Point placement records:
* Begin *

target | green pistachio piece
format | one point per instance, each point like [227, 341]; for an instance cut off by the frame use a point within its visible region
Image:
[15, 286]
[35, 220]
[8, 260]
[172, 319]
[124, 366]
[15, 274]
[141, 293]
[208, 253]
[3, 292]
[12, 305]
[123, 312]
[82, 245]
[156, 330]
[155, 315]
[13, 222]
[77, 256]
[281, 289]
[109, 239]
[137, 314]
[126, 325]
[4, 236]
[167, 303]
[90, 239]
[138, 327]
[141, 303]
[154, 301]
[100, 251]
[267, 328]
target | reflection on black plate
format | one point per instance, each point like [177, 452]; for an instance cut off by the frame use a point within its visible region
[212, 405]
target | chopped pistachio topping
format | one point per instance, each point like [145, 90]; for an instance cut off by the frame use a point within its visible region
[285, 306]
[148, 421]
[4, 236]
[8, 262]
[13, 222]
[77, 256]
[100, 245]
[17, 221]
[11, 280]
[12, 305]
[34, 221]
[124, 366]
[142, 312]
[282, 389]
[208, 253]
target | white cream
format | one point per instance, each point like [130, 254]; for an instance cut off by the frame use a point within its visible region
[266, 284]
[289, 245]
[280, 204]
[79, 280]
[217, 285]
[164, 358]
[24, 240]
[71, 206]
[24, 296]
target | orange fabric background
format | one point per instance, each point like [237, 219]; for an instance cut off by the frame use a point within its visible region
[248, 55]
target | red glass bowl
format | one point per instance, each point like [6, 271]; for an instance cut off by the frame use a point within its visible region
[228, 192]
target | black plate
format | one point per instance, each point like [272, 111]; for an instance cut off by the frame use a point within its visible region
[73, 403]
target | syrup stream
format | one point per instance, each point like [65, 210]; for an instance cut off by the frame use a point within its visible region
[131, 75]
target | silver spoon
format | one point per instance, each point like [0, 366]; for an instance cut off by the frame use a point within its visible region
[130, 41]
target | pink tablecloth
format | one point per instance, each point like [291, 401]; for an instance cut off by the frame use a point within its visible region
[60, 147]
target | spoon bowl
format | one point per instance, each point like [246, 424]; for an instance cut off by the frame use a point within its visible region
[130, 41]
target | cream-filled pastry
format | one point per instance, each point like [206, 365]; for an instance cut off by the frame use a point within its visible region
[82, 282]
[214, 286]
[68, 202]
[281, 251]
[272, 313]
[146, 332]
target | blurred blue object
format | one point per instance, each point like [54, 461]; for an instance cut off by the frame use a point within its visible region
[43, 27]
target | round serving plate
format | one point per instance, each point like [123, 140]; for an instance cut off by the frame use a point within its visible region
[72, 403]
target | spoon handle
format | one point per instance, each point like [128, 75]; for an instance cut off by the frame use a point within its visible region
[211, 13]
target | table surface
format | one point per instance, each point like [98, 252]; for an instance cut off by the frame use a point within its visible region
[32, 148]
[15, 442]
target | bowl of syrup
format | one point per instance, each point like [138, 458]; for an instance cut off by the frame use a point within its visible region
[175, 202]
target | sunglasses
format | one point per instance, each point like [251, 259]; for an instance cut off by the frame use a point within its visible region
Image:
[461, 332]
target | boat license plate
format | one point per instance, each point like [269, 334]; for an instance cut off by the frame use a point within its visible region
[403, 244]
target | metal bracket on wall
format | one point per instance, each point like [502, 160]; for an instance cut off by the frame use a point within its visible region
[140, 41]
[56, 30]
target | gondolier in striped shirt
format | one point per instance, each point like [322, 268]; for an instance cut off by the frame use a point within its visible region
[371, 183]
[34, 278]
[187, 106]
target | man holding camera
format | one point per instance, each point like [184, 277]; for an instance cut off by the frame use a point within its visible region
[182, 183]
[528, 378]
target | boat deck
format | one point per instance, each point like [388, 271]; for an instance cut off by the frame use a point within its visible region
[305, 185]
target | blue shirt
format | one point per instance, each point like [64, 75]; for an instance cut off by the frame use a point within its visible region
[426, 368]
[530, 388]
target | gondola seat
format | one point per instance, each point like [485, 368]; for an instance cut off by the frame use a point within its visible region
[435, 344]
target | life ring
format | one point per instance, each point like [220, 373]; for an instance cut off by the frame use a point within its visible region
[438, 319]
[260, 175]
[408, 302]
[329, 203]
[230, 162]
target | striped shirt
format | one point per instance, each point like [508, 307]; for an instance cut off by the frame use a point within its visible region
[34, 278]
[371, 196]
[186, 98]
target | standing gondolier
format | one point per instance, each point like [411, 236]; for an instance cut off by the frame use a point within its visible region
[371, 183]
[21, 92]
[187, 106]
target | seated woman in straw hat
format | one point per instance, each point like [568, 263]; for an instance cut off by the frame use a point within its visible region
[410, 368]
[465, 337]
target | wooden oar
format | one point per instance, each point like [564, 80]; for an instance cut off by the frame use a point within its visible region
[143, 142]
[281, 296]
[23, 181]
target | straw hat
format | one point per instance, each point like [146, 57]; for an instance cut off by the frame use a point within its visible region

* End *

Write out each line of the data above again, exactly as given.

> TASK SOLUTION
target | green pistachio piece
format | one point per instance, each point like [227, 341]; for an instance cut off by the frame use a point within its visible region
Image:
[15, 286]
[35, 220]
[8, 260]
[172, 319]
[124, 366]
[15, 274]
[141, 293]
[208, 253]
[3, 292]
[12, 305]
[123, 312]
[82, 245]
[156, 330]
[155, 315]
[13, 222]
[77, 256]
[281, 289]
[109, 239]
[137, 314]
[126, 325]
[4, 236]
[167, 303]
[90, 239]
[138, 327]
[141, 303]
[154, 301]
[100, 251]
[267, 328]
target | reflection on black plate
format | one point per instance, each point like [177, 452]; for an instance cut off by the frame use a point within its visible region
[212, 405]
target | chopped pistachio topping
format | one point per instance, each point like [145, 90]; for an instance cut off by the frame use a point within its visible region
[285, 306]
[148, 421]
[4, 236]
[8, 262]
[13, 222]
[77, 256]
[100, 245]
[17, 221]
[11, 280]
[12, 305]
[34, 221]
[124, 366]
[142, 312]
[282, 389]
[208, 253]
target | white cream
format | one point per instance, each point like [130, 254]; for an instance cut off by the frame use a point within its visible region
[266, 284]
[289, 245]
[280, 204]
[79, 280]
[217, 285]
[164, 358]
[24, 240]
[71, 206]
[24, 296]
target | orange fabric background
format | one point per instance, each point like [237, 219]; for an instance cut off by the frame use a point within its visible region
[248, 55]
target | red glass bowl
format | one point per instance, each point like [6, 271]; for an instance cut off by the frame use a point within its visible region
[228, 192]
target | black plate
format | one point per instance, each point like [272, 111]; for an instance cut off by the frame use a point within its visible region
[73, 403]
target | syrup stream
format | one point per instance, each point like [65, 210]; for an instance cut off by the frame use a point within its visible region
[131, 75]
target | silver spoon
format | one point per instance, each point like [0, 366]; for an instance cut off by the frame use a point within its visible region
[130, 41]
target | pink tablecloth
format | one point per instance, each point like [291, 401]; for an instance cut off by the frame use a point within its visible region
[60, 147]
target | spoon bowl
format | one point per instance, each point like [246, 424]; for an instance cut off by the frame use a point within its visible region
[130, 41]
target | cream-filled pastry
format | one point per instance, each point like [206, 365]; for an instance cut off by the frame use a point within its visible region
[82, 282]
[214, 286]
[68, 202]
[281, 251]
[272, 313]
[146, 332]
target | blurred blue object
format | one point per instance, each point like [54, 461]; for an instance cut off by the frame use a point within its visible region
[43, 27]
target | round serving plate
format | one point per instance, each point like [123, 140]; for an instance cut off by the frame use a point within its visible region
[72, 403]
target | spoon handle
format | one point per instance, each point like [128, 75]; for an instance cut off by the frame use a point within its visible region
[211, 13]
target | table surface
format | one point per instance, each point like [98, 252]; for an instance cut off by the frame use a point within its visible region
[32, 148]
[15, 442]
target | bowl of syrup
format | one point per instance, each point like [138, 458]; for an instance cut off by the frame use a point within its visible region
[175, 202]
target | sunglasses
format | one point per instance, each point like [251, 259]; for an instance cut off by the frame use a point within its visible region
Image:
[461, 332]
target | boat license plate
format | one point per instance, each point like [269, 334]; for an instance cut off by the frame use a point within its visible region
[403, 244]
target | metal bracket on wall
format | one point per instance, each point like [502, 160]; for an instance cut off by the frame use a point within its visible region
[140, 41]
[56, 30]
target | gondolier in striped shirt
format | one point per instance, each point like [322, 268]; for an instance cut off by the frame use a point within its visible region
[371, 183]
[34, 278]
[187, 106]
target | man holding camera
format | one point per instance, each point like [184, 277]; for an instance cut off by the frame use a point within its visible region
[182, 183]
[528, 378]
target | boat deck
format | one point per instance, each point like [388, 271]; for an instance cut off by the frame use a point within its visible region
[305, 185]
target | blue shirt
format | one point per instance, each point like [64, 75]; for an instance cut off by the frame use a point within its visible region
[426, 368]
[530, 388]
target | gondola seat
format | one point per instance, each point like [485, 368]; for an instance cut off by the frame use a point within its visible region
[435, 344]
target | life ring
format | one point per instance, each point like [220, 373]; for an instance cut off by the frame use a point within its visible region
[438, 319]
[260, 175]
[408, 302]
[329, 203]
[230, 162]
target | striped shirt
format | one point per instance, each point like [508, 307]; for an instance cut off by the frame use a point within its visible region
[34, 278]
[371, 196]
[186, 98]
target | standing gondolier
format | one point per instance, each point like [411, 236]; for an instance cut off by the frame use a point within its visible region
[371, 183]
[21, 92]
[187, 106]
target | seated woman in straw hat
format | one point per instance, each point like [568, 263]; for an instance cut off by the frame use a point within its visible region
[410, 368]
[465, 337]
target | wooden oar
format | one point per instance, each point like [564, 80]; for an instance cut off by the frame use a point within its visible region
[143, 142]
[281, 296]
[23, 181]
target | straw hat
format | one point per instance, each point like [146, 57]; for an instance cut off by the frame use a point within its visible region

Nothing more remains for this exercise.